[Available records]
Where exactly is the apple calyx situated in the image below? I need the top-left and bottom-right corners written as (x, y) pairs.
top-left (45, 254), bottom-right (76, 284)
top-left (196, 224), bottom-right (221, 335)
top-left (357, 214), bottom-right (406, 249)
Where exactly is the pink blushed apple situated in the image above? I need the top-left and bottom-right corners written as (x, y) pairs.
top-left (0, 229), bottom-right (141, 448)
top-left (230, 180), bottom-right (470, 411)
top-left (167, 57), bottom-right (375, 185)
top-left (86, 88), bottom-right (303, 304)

[Problem description]
Reproduce the listing above word for word.

[Result of this exercise]
Where exactly is the apple calyx situated in the image below? I need the top-left and bottom-right corners written as (x, y) pairs.
top-left (45, 254), bottom-right (76, 284)
top-left (196, 224), bottom-right (221, 335)
top-left (357, 214), bottom-right (406, 249)
Where exactly is the pink blushed apple situated in the image above? I need the top-left and bottom-right corners written as (x, y) pairs.
top-left (0, 229), bottom-right (141, 448)
top-left (230, 180), bottom-right (470, 411)
top-left (167, 57), bottom-right (375, 185)
top-left (86, 88), bottom-right (303, 304)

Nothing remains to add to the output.